--- start of SOURCE DATA ---

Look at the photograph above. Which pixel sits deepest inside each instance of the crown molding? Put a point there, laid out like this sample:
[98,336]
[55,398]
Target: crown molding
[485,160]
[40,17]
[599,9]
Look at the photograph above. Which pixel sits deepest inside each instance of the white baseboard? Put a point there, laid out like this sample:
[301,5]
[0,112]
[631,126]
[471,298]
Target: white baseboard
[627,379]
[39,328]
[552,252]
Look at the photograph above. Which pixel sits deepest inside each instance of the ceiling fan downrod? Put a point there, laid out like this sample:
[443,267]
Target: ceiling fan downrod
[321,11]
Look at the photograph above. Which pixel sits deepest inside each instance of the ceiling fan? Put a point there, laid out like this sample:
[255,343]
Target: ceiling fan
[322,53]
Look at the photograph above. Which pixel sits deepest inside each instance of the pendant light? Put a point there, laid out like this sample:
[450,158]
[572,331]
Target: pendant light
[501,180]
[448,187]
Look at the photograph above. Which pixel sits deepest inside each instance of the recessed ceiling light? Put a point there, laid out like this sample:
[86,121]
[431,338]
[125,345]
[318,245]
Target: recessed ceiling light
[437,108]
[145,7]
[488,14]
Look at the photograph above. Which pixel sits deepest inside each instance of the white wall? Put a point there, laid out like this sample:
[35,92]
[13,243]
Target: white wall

--- end of SOURCE DATA ---

Reproduce the lines verbatim, beginning with the line that contains "of the pendant" and continuing through the final line, with both of those lines included.

**OUTPUT FOR THIS TASK:**
Look at the photograph above. Which pixel sits deepest inside each instance of the pendant light? Put a point there, laid out like this sample:
[450,158]
[572,331]
Target: pendant light
[501,180]
[448,187]
Look at the photograph above. Which pixel sits deepest inside each instance of the recessed ceiling light? Put a point there, laid out like this sample:
[86,121]
[431,338]
[125,345]
[318,245]
Target: recessed ceiling light
[437,108]
[145,7]
[488,14]
Look at the photograph above. Which pixel sits deepest inside each instance of the white wall? Put a point there, laid out like this sample:
[35,92]
[13,243]
Target: white wall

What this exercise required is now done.